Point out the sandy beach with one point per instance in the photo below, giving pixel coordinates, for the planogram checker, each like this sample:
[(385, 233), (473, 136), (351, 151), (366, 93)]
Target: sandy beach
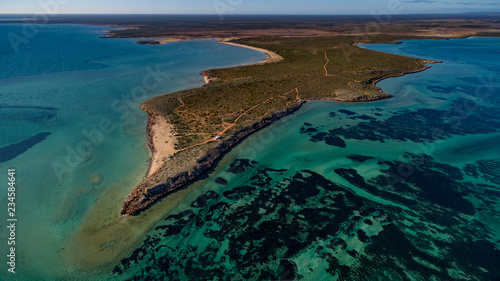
[(161, 141), (271, 56)]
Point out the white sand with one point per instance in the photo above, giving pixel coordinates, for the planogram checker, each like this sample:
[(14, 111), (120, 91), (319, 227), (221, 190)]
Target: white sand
[(161, 142)]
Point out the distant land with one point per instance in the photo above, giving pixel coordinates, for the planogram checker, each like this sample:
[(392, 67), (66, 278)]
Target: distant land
[(310, 57)]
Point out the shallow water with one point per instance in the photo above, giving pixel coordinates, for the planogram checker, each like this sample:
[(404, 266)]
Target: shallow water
[(401, 189), (72, 128)]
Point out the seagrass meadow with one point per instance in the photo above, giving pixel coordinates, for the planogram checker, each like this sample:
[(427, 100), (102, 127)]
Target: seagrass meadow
[(240, 100)]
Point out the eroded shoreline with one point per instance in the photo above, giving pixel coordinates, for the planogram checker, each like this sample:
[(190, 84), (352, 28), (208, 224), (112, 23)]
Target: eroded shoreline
[(187, 165)]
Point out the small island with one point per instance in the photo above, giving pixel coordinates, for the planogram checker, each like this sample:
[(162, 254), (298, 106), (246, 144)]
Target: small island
[(189, 130)]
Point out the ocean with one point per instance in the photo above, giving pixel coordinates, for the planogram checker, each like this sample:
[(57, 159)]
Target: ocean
[(73, 130), (406, 188)]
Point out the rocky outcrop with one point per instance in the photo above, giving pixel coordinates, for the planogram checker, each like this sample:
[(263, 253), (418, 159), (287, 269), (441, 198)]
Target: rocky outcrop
[(188, 165)]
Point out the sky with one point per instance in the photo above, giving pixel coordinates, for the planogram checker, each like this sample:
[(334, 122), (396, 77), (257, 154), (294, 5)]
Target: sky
[(324, 7)]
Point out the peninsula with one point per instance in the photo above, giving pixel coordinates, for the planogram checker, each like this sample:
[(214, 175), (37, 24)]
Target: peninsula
[(189, 130), (308, 58)]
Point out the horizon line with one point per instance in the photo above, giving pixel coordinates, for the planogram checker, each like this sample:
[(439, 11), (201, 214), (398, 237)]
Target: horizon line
[(251, 14)]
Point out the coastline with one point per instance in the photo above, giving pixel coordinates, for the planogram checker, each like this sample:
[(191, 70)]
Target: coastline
[(159, 132), (186, 165), (160, 140), (271, 56)]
========================================
Reproduce all of the records above, substituting "image coordinates" for every occurrence of "pixel coordinates" and leaving everything else unchanged. Omit the pictures.

Point out the sandy beach with one point per instance in the photo below, giving image coordinates, for the planogram checker, each like this sample:
[(385, 233), (473, 136), (351, 151), (366, 93)]
Target: sandy beach
[(161, 141), (271, 56)]
Point out the white sand with one point per instance in the photo above, giving image coordinates, for the planogram checker, each like this sample:
[(14, 111), (120, 91), (319, 227), (221, 190)]
Target: white sand
[(161, 142)]
Point out the distant land with one point per instance in the photo above, giving image coordinates, for the planogram checker, each like this sample:
[(392, 67), (66, 278)]
Target: distant land
[(310, 57)]
Point out the shallow water with one point per instance in the photo above, giving image coordinates, for the planogram checker, each like this sample:
[(404, 266)]
Target: shallow water
[(401, 189), (72, 128)]
Point out the seagrass meadow with one point per instance in the photo above, giving image coordinates, for the planogram checker, each like this sample:
[(427, 100), (102, 127)]
Target: seagrass meadow
[(240, 100)]
Point out the eroded shoreline with one point per instance in the photo above, giving image coordinates, for the planogram checker, each like this sample:
[(190, 84), (352, 28), (208, 224), (112, 23)]
Target: eroded shoreline
[(187, 165)]
Point out the small island with one point per instance in the photo above, giving image coordinates, for the planogram checker, each like this sample:
[(162, 254), (298, 106), (246, 144)]
Target: small island
[(189, 130)]
Point out the ocean with one point per instance in the photo above, giving image coordinates, for the planogram checker, each like this sample:
[(57, 159)]
Target: ocean
[(73, 130), (406, 188)]
Point out the rocky outcrop with one point per instance in the photo above, giving image coordinates, for the planogram checker, each like this sample:
[(263, 253), (418, 159), (287, 269), (441, 198)]
Target: rocky outcrop
[(188, 165)]
Point out the sky with one point per instance in the photo above, giving image coordinates, for the planogram checker, each like this sample:
[(334, 122), (396, 77), (257, 154), (294, 5)]
Target: sky
[(324, 7)]
Point out the peninsula with one point per instance in the photo above, giving image coordinates, for the planogram checker, each like this sample:
[(214, 175), (37, 24)]
Target: peninsula
[(189, 130), (308, 58)]
Point out the horizon line with one point per instance in the photo above, giving image coordinates, for the planogram checker, each like this sample:
[(439, 11), (201, 214), (398, 237)]
Target: horizon line
[(251, 14)]
Point out the coastline with one point per instance in the photo above, giving image coordinates, for the planogram checker, each like this sample:
[(191, 70)]
Target: coastline
[(159, 132), (186, 165), (160, 140), (271, 56)]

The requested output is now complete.